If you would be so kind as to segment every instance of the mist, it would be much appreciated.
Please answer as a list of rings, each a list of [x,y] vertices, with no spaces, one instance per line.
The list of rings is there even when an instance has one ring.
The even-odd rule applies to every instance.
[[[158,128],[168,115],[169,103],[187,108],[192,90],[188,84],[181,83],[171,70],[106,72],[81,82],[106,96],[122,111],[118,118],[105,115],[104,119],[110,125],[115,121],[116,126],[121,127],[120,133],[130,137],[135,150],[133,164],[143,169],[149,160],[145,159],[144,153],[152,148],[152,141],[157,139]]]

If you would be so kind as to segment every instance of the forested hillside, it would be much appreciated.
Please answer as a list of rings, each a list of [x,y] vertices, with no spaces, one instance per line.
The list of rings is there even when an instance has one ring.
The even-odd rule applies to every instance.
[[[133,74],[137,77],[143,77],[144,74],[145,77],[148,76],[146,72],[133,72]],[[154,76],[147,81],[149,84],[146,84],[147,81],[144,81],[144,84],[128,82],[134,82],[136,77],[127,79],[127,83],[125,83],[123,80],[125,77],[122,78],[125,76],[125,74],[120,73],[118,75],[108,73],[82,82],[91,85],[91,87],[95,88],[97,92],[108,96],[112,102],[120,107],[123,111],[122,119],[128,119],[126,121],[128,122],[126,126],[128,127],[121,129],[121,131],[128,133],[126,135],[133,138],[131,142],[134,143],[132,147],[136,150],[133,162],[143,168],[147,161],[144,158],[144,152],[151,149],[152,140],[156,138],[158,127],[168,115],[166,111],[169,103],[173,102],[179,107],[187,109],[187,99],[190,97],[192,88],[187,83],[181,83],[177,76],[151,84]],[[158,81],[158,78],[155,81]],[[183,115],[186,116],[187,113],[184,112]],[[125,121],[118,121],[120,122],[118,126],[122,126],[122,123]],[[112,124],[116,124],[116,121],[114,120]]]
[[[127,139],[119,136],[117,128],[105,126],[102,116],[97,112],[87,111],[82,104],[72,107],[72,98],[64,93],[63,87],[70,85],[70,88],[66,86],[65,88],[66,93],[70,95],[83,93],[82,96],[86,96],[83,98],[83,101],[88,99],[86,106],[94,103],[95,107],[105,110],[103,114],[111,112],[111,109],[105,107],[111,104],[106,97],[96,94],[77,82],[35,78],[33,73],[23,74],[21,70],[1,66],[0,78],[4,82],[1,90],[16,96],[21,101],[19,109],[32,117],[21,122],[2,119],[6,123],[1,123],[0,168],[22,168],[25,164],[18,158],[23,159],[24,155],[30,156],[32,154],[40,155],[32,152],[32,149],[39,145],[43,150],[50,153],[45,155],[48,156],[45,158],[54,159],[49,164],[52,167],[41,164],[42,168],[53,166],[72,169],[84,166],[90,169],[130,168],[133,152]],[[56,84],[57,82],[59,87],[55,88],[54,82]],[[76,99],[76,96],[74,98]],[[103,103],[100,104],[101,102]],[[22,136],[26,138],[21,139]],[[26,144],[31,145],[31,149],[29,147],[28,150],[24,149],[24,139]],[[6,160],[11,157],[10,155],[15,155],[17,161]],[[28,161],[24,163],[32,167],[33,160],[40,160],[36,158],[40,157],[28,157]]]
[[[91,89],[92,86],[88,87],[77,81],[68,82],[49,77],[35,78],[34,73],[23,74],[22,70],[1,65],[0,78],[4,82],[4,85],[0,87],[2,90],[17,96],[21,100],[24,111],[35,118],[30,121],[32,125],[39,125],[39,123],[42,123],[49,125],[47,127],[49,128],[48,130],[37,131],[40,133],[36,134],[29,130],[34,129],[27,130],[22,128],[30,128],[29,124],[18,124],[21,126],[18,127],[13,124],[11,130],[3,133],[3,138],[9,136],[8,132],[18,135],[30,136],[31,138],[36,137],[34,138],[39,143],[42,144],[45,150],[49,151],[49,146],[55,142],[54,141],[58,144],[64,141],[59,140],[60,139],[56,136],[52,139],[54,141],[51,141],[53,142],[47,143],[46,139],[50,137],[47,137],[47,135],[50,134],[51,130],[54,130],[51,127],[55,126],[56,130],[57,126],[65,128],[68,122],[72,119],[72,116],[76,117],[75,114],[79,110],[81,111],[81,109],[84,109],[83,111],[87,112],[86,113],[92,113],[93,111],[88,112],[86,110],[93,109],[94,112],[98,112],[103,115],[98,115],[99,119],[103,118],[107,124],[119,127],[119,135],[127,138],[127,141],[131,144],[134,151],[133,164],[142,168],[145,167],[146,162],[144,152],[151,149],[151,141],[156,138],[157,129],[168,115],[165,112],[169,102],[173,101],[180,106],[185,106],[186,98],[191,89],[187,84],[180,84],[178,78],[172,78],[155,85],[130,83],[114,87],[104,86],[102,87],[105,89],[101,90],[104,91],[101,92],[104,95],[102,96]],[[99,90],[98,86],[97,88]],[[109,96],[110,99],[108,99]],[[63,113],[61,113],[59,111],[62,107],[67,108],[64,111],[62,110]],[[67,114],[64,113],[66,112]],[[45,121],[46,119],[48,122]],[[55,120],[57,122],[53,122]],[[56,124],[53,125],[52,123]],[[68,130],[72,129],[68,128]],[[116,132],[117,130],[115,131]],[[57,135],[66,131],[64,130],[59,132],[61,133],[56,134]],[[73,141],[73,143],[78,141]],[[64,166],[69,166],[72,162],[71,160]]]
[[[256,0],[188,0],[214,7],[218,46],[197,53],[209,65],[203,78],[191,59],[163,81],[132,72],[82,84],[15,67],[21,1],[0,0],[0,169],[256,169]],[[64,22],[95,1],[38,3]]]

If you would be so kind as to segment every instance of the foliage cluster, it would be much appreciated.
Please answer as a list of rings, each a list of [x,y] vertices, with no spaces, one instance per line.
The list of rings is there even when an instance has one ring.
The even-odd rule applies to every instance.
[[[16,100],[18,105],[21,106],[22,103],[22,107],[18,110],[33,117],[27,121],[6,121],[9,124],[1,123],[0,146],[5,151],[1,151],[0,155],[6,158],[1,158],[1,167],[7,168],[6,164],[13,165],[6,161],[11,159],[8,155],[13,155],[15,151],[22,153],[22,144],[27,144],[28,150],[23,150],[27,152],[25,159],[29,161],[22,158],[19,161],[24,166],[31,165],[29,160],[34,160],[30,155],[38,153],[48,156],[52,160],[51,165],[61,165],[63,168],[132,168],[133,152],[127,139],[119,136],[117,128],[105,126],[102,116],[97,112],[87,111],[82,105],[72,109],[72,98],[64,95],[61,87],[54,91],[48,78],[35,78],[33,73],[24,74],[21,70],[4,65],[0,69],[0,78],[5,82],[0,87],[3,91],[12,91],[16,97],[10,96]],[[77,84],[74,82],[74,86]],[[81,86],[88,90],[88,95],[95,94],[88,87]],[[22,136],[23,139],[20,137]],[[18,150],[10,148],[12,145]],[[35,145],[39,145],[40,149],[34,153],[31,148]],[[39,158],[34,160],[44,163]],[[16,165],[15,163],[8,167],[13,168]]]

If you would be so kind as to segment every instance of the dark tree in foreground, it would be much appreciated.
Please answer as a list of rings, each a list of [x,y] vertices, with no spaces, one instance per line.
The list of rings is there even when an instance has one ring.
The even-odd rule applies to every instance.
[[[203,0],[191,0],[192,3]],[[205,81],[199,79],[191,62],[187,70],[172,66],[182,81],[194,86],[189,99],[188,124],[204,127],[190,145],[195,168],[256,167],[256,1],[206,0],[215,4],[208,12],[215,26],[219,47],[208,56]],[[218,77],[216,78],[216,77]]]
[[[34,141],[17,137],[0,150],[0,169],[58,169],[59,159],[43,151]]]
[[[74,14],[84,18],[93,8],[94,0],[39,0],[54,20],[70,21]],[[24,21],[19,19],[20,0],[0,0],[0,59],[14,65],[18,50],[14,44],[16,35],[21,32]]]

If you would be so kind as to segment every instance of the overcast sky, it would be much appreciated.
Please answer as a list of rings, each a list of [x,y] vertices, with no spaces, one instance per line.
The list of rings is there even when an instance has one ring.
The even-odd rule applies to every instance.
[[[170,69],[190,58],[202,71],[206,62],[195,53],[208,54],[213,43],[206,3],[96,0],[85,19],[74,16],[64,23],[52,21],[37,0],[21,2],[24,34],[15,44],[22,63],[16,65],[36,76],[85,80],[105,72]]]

* **Polecenie**
Przepisz wiernie wiersze materiału, zaczynając od wiersza zawierającego „sky, it would be much appreciated.” i kończąc na ostatnim wierszu materiału, oba włącznie.

* **Rozwiązanie**
If you would be so kind as to segment every instance of the overcast sky, it would be much appreciated.
Please answer as a list of rings, each a list of [x,y] vertices, with no spaces, one instance per line.
The list of rings is there even when an instance has one ring.
The even-odd rule applies to every instance.
[[[170,69],[190,58],[202,71],[206,62],[195,53],[208,54],[213,43],[206,3],[96,0],[85,19],[74,16],[64,23],[52,21],[37,0],[21,2],[24,34],[15,44],[22,63],[16,65],[36,76],[85,80],[105,72]]]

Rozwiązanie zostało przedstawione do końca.